● **Given data**:
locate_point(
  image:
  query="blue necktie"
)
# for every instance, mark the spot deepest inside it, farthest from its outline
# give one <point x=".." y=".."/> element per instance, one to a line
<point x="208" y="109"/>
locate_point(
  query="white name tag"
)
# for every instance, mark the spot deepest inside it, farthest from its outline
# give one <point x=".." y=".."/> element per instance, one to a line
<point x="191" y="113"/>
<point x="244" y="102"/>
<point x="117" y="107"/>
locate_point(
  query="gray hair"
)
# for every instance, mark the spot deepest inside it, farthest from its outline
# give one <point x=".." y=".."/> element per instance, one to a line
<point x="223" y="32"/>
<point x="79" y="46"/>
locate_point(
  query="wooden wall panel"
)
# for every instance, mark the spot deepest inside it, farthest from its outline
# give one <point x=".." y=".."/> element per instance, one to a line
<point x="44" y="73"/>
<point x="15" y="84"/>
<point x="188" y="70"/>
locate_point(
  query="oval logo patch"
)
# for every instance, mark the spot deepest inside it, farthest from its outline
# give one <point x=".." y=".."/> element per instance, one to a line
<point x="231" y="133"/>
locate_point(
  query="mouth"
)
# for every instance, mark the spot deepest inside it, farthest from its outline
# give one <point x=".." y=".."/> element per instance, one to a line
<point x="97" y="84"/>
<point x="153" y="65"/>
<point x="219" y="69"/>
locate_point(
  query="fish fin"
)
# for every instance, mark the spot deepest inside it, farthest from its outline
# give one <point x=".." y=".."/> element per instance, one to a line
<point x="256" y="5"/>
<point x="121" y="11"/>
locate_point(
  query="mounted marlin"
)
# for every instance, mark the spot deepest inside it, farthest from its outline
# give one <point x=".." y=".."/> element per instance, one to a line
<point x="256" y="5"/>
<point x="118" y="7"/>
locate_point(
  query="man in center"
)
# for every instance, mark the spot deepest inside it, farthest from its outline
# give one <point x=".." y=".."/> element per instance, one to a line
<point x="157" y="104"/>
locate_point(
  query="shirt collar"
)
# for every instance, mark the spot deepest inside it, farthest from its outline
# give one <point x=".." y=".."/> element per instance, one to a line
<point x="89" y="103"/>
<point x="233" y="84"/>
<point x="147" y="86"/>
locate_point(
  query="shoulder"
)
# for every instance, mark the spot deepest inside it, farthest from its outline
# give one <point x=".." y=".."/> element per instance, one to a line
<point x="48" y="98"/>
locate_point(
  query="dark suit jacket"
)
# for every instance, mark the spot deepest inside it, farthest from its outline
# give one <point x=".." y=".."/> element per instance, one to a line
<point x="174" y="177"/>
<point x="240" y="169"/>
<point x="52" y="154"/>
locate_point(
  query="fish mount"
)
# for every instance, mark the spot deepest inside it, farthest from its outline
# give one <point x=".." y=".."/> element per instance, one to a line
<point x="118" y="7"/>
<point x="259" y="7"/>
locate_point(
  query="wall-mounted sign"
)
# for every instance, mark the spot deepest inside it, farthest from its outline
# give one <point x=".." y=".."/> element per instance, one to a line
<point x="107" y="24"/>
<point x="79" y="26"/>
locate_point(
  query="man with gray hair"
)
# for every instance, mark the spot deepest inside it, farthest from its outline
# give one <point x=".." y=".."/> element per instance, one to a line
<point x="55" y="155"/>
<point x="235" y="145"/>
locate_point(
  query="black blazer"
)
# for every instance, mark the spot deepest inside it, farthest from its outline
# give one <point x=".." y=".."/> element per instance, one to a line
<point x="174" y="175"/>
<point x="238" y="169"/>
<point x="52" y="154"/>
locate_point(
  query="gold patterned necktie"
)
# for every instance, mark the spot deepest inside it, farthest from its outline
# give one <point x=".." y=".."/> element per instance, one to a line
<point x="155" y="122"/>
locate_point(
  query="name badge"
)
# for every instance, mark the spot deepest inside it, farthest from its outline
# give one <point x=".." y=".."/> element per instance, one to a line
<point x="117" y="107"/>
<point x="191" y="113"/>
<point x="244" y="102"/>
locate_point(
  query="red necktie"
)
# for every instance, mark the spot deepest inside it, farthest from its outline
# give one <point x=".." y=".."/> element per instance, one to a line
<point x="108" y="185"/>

● **Instruction**:
Please report how many lines in the listing above contain the string "gray". Give only the number.

● **Finished exercise**:
2